■ **Texte**
● ● ● ● ●

La stérilisation au H2O2 est un procédé couramment utilisé dans les hôpitaux pour les dispositifs médicaux implantables. Malheureusement, la structure des bioélectrodes est fortement dégradée sous l’effet du vide partiel. De plus, les enzymes sont presque totalement inactivées par la dose d’agent oxydant. Nous nous sommes donc intéressés à la stérilisation via les rayonnements ionisants (RI).
L’action des RI sur la cellule a été théorisée il y a un siècle grâce aux travaux de Marie Curie [4] et s’utilise couramment lors des traitements en radiothérapie. La réponse cellulaire aux RI permet d’appréhender les mécanismes de radiosensibilité [5] (→) et d’optimiser les traitements (radiothérapie FLASH [6]) (→).
(→) Voir la Synthèse de N. Foray et al., m/s n° 4, avril 2013, page 397
(→) Voir la Nouvelle de V. Favaudon et al., m/s n° 2, février 2015, page 121
L’unité internationale de mesure de dose absorbée est le Gray (1Gy = 1J/kg). Alors que la dose moyenne lors d’une séance de radiothérapie est de 2Gy, la dose appliquée pour la stérilisation de dispositifs médicaux est 10 000 fois plus élevée, car les micro-organismes sont beaucoup plus résistants aux radiations ionisantes que nos cellules. Les photons de haute énergie interagissent avec la matière en ionisant les noyaux des atomes qu’ils rencontrent et en éjectant un électron. Les radicaux formés sont très réactifs et permettent de casser les liaisons chimiques ou d’en former de nouvelles. Les rayonnements ionisants sont couramment utilisés pour la stérilisation de dispositifs médicaux selon les normes ISO 11137 et EN 552 [7, 8].

● ● ● ● ●

■ **Données de l'exercice**
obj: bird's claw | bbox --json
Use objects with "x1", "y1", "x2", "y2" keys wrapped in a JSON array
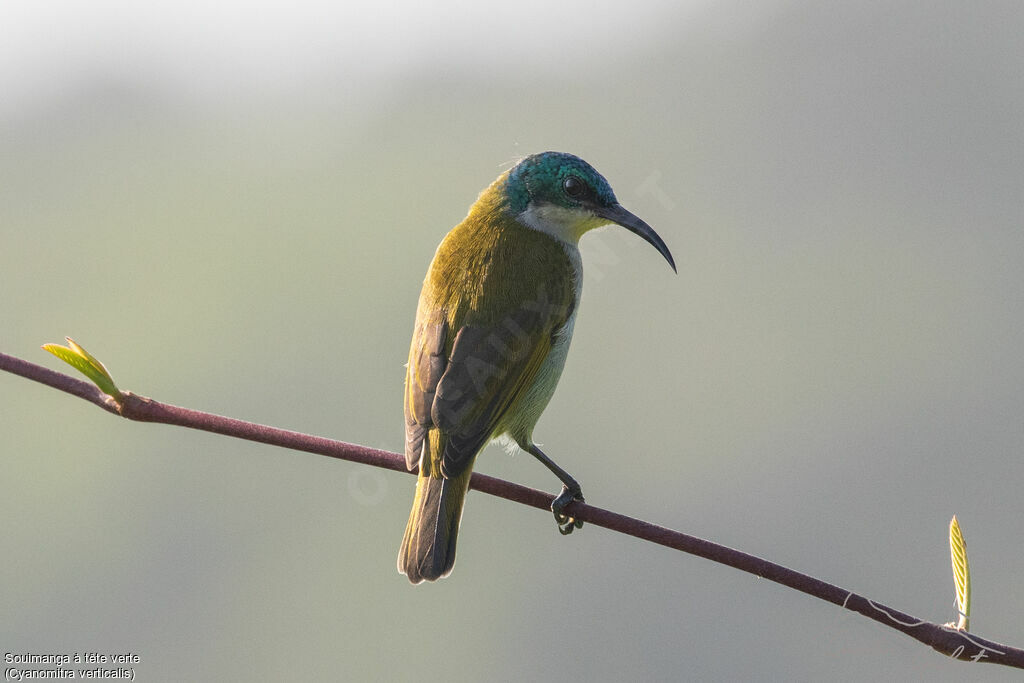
[{"x1": 551, "y1": 485, "x2": 584, "y2": 536}]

● ● ● ● ●

■ **À faire**
a: Résumez en deux phrases le texte sur la stérilisation.
b: Répondez à ces questions d'après le texte sur la stérilisation, une réponse par ligne :
(i) Quel effet la dose d'agent oxydant a-t-elle sur les enzymes ?
(ii) Grâce aux travaux de qui l'action des rayonnements ionisants sur la cellule a-t-elle été théorisée ?
(iii) Quelle est la dose moyenne lors d'une séance de radiothérapie ?
c: Recopiez sans rien changer le passage du texte sur la stérilisation qui commence par les mots contenant « (→) Voir la Synthèse » et se termine par « 552 [7, 8]. ».

■ **Corrigés**
a: La stérilisation au H2O2, courante à l'hôpital pour les dispositifs médicaux implantables, dégrade fortement la structure des bioélectrodes et inactive presque totalement les enzymes, d'où l'intérêt porté aux rayonnements ionisants. Pour stériliser les dispositifs médicaux, ces rayonnements sont appliqués à une dose 10 000 fois plus élevée que la dose moyenne d'une séance de radiothérapie, car les micro-organismes y résistent beaucoup mieux que nos cellules.

b:
(i) Elle les inactive presque totalement.
(ii) Grâce aux travaux de Marie Curie.
(iii) 2 Gy.

c:
(→) Voir la Synthèse de N. Foray et al., m/s n° 4, avril 2013, page 397
(→) Voir la Nouvelle de V. Favaudon et al., m/s n° 2, février 2015, page 121
L’unité internationale de mesure de dose absorbée est le Gray (1Gy = 1J/kg). Alors que la dose moyenne lors d’une séance de radiothérapie est de 2Gy, la dose appliquée pour la stérilisation de dispositifs médicaux est 10 000 fois plus élevée, car les micro-organismes sont beaucoup plus résistants aux radiations ionisantes que nos cellules. Les photons de haute énergie interagissent avec la matière en ionisant les noyaux des atomes qu’ils rencontrent et en éjectant un électron. Les radicaux formés sont très réactifs et permettent de casser les liaisons chimiques ou d’en former de nouvelles. Les rayonnements ionisants sont couramment utilisés pour la stérilisation de dispositifs médicaux selon les normes ISO 11137 et EN 552 [7, 8].